__Excerpted text__
Now on the cusp of her milestone 50th birthday, the north-west Tasmanian woman has spent much of her life tormented by mental health concerns, abuse and pretending to be someone she wasn’t.
But, far from being consumed by tales of despair and despondency, Annie is using her stories - her lived experiences - to bring strength, comfort and hope to the people of north-west Tasmania.
The ‘downward spiral’
Listening to Annie recount her story is often confronting and unsettling, but she tells it with a concise, matter-of-factness that belies the gravity of events, and immediately puts her audience at ease.
“I experienced trauma and abuse when I was young and consequently developed mental health issues,” she reveals.
And, she admits, she was also struggling with her sexuality and a condition which would later be identified as autism.
For a teenage Annie, trying to understand where she belonged in the world, it was the perfect storm: a chronic lack of self worth, grievous mental health issues and wrestling with her sexuality.
I felt I was a waste of space from a very young age and was constantly trying to prove to myself that I deserved to be here.
- Annie Whitehead
It was also the time when she began to understand that being connected to those around her, to her community, could be a lifeline.
“The community has been a huge part of my life since I was young,” she said. “And it became apparent to me early on that I desperately needed that sense of community.”
As a teen Annie reached out to the church community to help anchor her, but the Tasmanian was “unfortunately excluded” from that group.
“And that exclusion started me on a downward spiral - it was a tipping point,” she said.

__Given records__
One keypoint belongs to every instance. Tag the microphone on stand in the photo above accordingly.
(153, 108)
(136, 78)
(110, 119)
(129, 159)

__What this task involves__
In the excerpt about Annie Whitehead, what does she say started her on a downward spiral?

__Right answer__
Being excluded from the church community she reached out to as a teen.